▶ _WHAT IS ASKED_: Every line below is to be quoted exactly, with nothing added or dropped.

[Stored data]
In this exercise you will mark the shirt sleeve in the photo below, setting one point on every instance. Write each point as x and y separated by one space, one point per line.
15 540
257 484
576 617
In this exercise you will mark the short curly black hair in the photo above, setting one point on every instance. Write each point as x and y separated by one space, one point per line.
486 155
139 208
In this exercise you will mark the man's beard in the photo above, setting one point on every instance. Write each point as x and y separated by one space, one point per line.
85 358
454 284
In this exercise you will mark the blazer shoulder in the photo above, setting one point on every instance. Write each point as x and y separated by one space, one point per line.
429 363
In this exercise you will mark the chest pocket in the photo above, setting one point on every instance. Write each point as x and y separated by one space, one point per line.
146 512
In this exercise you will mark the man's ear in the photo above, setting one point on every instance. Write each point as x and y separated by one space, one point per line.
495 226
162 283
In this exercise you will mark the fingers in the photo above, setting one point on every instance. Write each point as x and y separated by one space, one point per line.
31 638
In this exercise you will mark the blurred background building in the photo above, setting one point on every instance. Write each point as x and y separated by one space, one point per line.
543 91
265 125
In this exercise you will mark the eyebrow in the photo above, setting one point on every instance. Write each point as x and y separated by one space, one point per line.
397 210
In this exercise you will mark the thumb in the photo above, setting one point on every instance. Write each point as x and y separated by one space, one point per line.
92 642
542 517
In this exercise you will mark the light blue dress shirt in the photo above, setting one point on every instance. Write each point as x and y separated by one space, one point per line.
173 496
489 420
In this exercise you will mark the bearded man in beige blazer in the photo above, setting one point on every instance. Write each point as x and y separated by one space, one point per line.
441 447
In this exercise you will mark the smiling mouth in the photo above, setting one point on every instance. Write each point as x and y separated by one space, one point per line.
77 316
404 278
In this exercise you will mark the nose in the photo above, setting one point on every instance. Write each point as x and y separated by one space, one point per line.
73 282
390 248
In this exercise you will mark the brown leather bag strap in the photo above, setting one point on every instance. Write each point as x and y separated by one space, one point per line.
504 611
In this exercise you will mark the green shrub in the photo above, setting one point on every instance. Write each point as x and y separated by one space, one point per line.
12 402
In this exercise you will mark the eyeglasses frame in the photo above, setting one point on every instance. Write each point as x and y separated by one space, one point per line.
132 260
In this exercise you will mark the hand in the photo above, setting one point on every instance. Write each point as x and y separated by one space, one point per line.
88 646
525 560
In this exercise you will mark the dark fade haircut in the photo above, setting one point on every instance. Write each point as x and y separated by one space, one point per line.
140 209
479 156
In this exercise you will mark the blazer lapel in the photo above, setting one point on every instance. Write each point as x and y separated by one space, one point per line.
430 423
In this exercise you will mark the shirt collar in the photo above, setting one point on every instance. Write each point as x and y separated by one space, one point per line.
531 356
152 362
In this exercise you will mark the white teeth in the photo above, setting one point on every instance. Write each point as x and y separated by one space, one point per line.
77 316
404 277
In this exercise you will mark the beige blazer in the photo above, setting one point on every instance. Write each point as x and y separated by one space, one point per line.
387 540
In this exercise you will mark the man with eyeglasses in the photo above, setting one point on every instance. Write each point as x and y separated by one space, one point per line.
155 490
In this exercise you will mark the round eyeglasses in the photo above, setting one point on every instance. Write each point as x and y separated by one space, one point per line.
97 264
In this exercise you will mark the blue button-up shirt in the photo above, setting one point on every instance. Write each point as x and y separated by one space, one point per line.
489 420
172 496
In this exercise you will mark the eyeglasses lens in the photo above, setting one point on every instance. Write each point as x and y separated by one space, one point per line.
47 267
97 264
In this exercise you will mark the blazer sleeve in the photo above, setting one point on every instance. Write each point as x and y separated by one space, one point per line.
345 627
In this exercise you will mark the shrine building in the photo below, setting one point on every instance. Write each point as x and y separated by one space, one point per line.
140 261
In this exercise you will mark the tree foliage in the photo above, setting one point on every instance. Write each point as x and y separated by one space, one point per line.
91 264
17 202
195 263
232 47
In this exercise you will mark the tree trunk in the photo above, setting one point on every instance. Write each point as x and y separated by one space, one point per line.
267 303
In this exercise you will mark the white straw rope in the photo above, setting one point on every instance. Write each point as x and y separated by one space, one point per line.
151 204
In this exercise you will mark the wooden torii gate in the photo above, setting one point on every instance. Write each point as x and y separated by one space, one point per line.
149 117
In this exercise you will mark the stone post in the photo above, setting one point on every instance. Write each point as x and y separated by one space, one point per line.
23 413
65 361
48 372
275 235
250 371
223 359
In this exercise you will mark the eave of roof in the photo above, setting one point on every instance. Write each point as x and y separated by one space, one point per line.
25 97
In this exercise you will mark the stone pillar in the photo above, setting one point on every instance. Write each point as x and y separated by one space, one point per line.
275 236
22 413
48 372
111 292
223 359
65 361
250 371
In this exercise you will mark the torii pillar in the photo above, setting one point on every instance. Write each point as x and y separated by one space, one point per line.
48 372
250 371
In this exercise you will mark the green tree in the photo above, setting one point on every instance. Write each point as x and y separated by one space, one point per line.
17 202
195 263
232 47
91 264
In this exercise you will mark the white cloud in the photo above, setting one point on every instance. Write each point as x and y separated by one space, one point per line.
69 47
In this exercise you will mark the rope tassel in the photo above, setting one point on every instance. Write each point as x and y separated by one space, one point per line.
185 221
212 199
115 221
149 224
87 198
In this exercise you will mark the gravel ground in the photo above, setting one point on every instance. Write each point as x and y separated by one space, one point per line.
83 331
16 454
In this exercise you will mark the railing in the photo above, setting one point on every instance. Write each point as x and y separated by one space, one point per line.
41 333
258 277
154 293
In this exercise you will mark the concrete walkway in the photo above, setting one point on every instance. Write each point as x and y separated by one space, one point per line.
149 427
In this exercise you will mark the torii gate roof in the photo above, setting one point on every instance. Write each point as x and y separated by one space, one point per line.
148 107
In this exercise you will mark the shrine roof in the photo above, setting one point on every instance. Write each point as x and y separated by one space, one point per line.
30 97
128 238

▶ _THE RESPONSE_:
In this exercise you will mark the shirt sleeve in the photo below, setting one point on every instance. Write each point as x and y separated by one space, one point per line.
15 540
257 484
576 617
In this exercise you will mark the short curly black hair in the photo above, setting one point on every instance. Write each point as x and y separated by one space, one point per line.
486 155
139 208
In this exercise you will mark the man's beard in the photo above, setting one point on every instance. Write each point as x and y separated by one space, one point per line.
85 358
454 284
In this exercise you will mark the blazer shoulder in the photo above, setting one point on every instance. Write each point as x and y separated by one space, one point per line.
429 363
In this exercise you will mark the chest pocket in the photo above, setting one point on every instance. Write each point as x and y separated by one space, one point per line.
146 512
In this exercise you will mark the man's ear in the photo above, setting one point on every instance. Write each point as x and y separated by one space, one point per line.
495 226
162 283
In this exercise you will mark the fingers in the photo above, setting one point on every instance. Write each point as x and y separated by one space, one point per line.
31 638
In this exercise you will mark the blurred background building in the photo above, setting one point on every instance. Write each point as x and y separated by one space, one point per line.
543 91
265 125
In this exercise you will mark the eyebrow in the photo above, setting one point on every instance. Write each point as x and y separated by one space, one point per line.
397 210
In this exercise you will mark the thumb in the photo above, setting one point on every instance. Write each point as x and y separated by one space, one point per line.
92 642
542 517
In this exercise you will mark the light blue dress shirt in the photo above, setting one point on every instance. Write each point as x and y separated by one space, one point per line.
173 496
489 420
In this exercise you will mark the bearded man in beige blazer in the photo above, setting one point on every instance. Write each point as x and y separated by one space, one point per line.
441 447
In this exercise you will mark the smiling mouth in the photo above, setting one point on every instance. Write each point as x and y separated by one space, one point per line.
77 316
404 278
In this exercise you will mark the nose in the photo above, setting one point on every instance. Write each point as x and y separated by one space, one point per line.
73 282
390 248
In this exercise you will mark the brown leather bag strap in the photo above, setting one point on every instance. Write each point as x and y separated by one space, one point per line.
504 611
In this exercise you will mark the green shrub in the photo above, setting one point on every instance. Write each point as x and y separated by one space, one point per line.
12 402
In this exercise you will mark the eyeglasses frame in the photo above, setting one point on every instance. Write each point as x and y separated by one space, one point per line.
132 260
In this exercise you will mark the hand in the photo above, setting one point on every instance. Write each point as x and y separated by one space, one point per line.
88 646
525 560
In this exercise you will mark the dark fade haircut in the photo above, setting one point on every instance. Write each point as x and y separated by one space, one point per line.
140 209
479 156
In this exercise you will mark the blazer lapel in the photo above, setting one point on every instance. Write each point as x and y separated by one space, one point per line.
430 423
In this exercise you will mark the shirt collar in the photo above, setting one point on every instance. Write each point as x and y separated by one space, one point per line.
531 356
152 362
In this exercise you will mark the white teeth in the photo above, setting one point on every instance. Write each point as x and y separated by one space, one point per line.
77 316
404 277
In this exercise you will mark the beige blazer in the photo above, setting one point on every instance. Write each point as x and y separated by one space, one point per line.
387 540
In this exercise you will mark the man with eyeglasses in the photo above, setting one point on every instance. Write each point as x and y separated by one space, one point per line.
155 490
In this exercise you will mark the round eyeglasses in the photo above, setting one point on every instance. Write each point as x and y separated by one space, one point per line.
97 264
In this exercise you will mark the blue button-up shirt in the photo above, setting one point on every instance. Write each point as x and y separated by one space, one point per line.
489 420
172 496
In this exercise you will mark the eyeglasses lens in the photo above, setting one point on every instance. Write each point as x and y separated by one space, one point per line.
47 267
97 264
In this exercise you will mark the blazer sleeve in the photo above, setting one point on every instance. Write each point as x and y separated by one space, one point per line.
345 627
In this exercise you will mark the shrine building in the photo below, setting one point on every instance. Write each point as x and y separated by one space, one point per line.
140 261
In this exercise you will mark the tree foliage in the photo above, setting one point on every instance. Write each point as x and y separated by one space, one point per line.
91 264
17 202
195 263
232 47
In this exercise you will mark the tree trunk in the photo above, setting one point on every instance. Write each point as x and y separated by one space, one point per line.
267 303
In this exercise you will mark the white straw rope in the photo above, setting one point on every instance. Write each point as x and y separated by one space, one point per line.
151 204
In this exercise you will mark the wooden torii gate in the photo above, setting one point on every instance. Write each point as x and y separated by one space, one point per line.
149 117
In this exercise you will mark the stone post in the photo above, setting one point on every instance. Write each point as x and y separated by one space, one point per line.
23 413
65 361
48 372
275 235
250 371
223 359
In this exercise you will mark the eave of roof in the photo above, setting one point on every instance. Write each point as x and y separated by one space, one point per line.
25 97
In this exercise you will mark the stone pillar in the photo above, setting one point on every instance. Write each point as x and y separated by one space, one point per line.
275 236
22 413
48 372
111 292
223 359
65 361
250 371
In this exercise you will mark the torii pillar in the photo above, setting one point on every instance. Write each point as x and y separated by one space, one point per line.
48 372
250 371
In this exercise you will mark the green tree in the photo above, setting one point on every instance. Write each point as x and y separated by one space, one point per line.
17 202
195 263
232 47
91 264
In this exercise you will mark the white cloud in the photo above, setting one point on every instance. Write each point as x and y separated by one space, one point per line.
69 47
In this exercise you will mark the rope tassel in the photo above, setting one point on every instance. Write each point as x and y separated by one space, one point per line.
185 221
212 199
115 221
149 224
87 198
In this exercise you will mark the gravel ground in the photo above, setting one point on every instance. Write each point as x and y separated by one space, one point per line.
83 331
16 454
In this exercise you will mark the railing in the photo above, setting one point on every instance. Write each point as x and y separated by one space, one point per line.
41 333
258 277
154 293
In this exercise you will mark the concrete walkway in the photo above, setting one point on every instance. Write each point as x and y separated by one space, one point per line.
149 427
In this exercise you will mark the torii gate roof in the photo above, setting one point on every instance. Write each point as x and y separated by one space, one point per line.
148 107
In this exercise you will mark the shrine roof in the photo above, setting one point on every instance. Write each point as x and y separated by one space, one point per line.
30 97
128 238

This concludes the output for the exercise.